GOAL
Find every line in the listing below that contains the string "balcony", treating uppercase and lowercase as different, and copy each of those lines.

EXTRACTED INFORMATION
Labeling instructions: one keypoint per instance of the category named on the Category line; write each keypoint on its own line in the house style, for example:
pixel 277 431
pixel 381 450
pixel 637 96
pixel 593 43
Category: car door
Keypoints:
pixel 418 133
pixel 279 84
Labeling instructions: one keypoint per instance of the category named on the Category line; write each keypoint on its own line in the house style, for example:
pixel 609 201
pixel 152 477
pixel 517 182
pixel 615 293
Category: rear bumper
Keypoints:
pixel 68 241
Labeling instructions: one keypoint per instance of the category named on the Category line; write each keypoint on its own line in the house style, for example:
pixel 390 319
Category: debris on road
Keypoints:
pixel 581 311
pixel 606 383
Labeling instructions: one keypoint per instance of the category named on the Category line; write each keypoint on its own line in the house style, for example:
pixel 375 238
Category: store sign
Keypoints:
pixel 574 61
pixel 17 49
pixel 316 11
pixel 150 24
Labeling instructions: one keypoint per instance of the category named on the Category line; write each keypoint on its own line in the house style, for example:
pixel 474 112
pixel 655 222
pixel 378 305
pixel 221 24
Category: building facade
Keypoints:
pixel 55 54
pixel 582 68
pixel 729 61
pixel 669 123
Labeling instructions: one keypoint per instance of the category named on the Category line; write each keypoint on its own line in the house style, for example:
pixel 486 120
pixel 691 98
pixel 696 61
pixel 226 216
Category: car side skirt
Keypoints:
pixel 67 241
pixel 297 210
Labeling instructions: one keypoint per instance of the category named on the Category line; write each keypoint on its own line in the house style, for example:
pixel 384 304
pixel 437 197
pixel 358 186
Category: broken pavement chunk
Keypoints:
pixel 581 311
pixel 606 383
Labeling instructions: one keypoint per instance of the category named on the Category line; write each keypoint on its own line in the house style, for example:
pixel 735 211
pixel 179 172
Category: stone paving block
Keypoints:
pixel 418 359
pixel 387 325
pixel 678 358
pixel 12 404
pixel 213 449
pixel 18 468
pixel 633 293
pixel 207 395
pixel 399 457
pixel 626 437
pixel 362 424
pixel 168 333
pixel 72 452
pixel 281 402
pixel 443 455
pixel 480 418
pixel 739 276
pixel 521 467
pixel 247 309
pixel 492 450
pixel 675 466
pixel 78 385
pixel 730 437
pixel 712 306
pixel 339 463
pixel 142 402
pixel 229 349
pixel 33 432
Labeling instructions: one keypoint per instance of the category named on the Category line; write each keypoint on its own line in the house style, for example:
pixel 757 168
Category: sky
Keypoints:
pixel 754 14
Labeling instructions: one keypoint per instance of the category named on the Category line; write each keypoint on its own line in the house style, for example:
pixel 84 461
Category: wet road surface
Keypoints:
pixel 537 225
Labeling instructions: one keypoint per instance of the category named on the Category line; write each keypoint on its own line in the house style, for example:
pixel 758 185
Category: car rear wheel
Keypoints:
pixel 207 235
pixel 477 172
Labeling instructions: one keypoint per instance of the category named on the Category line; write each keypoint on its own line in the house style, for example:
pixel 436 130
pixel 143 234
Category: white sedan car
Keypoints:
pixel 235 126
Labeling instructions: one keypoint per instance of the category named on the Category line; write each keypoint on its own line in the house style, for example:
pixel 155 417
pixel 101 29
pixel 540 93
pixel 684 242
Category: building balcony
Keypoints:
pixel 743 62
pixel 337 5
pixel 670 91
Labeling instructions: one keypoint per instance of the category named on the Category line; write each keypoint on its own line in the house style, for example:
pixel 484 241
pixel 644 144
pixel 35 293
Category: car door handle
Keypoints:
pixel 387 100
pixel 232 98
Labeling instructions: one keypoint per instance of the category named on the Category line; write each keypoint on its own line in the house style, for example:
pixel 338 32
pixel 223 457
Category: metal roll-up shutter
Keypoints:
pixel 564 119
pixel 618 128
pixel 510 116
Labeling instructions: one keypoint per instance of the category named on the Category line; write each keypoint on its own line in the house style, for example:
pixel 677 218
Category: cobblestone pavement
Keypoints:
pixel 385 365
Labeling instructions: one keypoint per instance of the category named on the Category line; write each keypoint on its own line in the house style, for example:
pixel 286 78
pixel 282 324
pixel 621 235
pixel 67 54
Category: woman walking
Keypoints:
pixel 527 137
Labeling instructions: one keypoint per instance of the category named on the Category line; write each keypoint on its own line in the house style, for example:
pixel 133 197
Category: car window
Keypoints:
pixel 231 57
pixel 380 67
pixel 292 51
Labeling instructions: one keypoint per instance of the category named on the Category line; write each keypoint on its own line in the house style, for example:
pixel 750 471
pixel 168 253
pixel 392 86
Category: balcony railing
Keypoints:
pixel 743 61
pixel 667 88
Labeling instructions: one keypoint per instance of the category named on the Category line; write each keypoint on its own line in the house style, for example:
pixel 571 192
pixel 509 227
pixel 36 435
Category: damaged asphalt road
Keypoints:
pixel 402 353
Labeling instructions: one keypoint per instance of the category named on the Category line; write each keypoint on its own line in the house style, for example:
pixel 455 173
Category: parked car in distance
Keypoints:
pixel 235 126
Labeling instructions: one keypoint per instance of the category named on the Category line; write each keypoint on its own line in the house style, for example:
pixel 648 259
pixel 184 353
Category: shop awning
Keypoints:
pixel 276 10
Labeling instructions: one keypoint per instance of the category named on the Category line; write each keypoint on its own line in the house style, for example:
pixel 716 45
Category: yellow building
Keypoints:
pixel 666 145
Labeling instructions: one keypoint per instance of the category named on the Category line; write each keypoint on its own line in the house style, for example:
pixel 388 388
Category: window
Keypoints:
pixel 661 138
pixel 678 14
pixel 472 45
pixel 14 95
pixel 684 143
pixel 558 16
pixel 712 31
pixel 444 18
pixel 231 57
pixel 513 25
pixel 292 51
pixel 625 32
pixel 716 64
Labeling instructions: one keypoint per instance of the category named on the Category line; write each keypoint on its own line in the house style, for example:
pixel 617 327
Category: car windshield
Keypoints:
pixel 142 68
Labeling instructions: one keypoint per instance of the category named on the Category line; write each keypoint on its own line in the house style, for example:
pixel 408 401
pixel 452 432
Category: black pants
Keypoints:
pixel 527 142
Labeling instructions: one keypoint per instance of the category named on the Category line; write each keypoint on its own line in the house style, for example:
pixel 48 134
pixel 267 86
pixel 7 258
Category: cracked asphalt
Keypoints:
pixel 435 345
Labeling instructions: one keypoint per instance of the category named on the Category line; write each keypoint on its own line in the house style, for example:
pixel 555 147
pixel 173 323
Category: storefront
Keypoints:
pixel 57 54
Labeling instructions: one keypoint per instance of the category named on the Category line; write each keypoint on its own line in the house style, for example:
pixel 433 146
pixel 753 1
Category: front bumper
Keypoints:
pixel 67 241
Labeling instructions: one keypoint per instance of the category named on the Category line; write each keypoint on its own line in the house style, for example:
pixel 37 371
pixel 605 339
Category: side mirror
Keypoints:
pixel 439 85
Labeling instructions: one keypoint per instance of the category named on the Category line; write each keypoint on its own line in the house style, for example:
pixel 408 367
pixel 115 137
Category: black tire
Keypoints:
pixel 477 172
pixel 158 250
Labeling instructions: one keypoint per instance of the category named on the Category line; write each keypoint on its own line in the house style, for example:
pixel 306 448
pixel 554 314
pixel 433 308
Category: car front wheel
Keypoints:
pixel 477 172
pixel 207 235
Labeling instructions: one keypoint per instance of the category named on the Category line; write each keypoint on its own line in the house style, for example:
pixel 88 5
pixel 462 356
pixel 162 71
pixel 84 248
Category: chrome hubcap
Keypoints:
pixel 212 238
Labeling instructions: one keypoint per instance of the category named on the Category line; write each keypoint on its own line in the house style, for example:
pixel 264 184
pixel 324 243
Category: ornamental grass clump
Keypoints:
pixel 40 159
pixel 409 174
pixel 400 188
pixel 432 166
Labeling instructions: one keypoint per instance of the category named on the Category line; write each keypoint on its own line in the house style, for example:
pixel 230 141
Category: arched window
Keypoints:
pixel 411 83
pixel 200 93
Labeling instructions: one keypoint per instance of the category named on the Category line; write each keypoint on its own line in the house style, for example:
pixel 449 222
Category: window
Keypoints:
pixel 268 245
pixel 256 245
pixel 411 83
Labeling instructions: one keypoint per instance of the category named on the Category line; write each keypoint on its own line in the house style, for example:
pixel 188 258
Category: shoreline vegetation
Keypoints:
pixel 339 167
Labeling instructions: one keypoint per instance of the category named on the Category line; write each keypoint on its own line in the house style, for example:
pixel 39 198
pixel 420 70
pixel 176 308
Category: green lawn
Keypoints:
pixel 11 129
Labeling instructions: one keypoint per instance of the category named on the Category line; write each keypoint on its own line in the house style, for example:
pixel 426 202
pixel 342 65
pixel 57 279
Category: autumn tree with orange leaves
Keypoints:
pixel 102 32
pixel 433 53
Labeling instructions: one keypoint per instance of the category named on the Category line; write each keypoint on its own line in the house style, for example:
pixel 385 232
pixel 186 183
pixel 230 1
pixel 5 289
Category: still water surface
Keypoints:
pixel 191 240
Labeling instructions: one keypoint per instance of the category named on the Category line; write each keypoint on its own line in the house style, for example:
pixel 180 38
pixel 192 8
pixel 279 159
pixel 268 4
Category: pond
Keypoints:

CORRECT OUTPUT
Category: building balcony
Category: balcony railing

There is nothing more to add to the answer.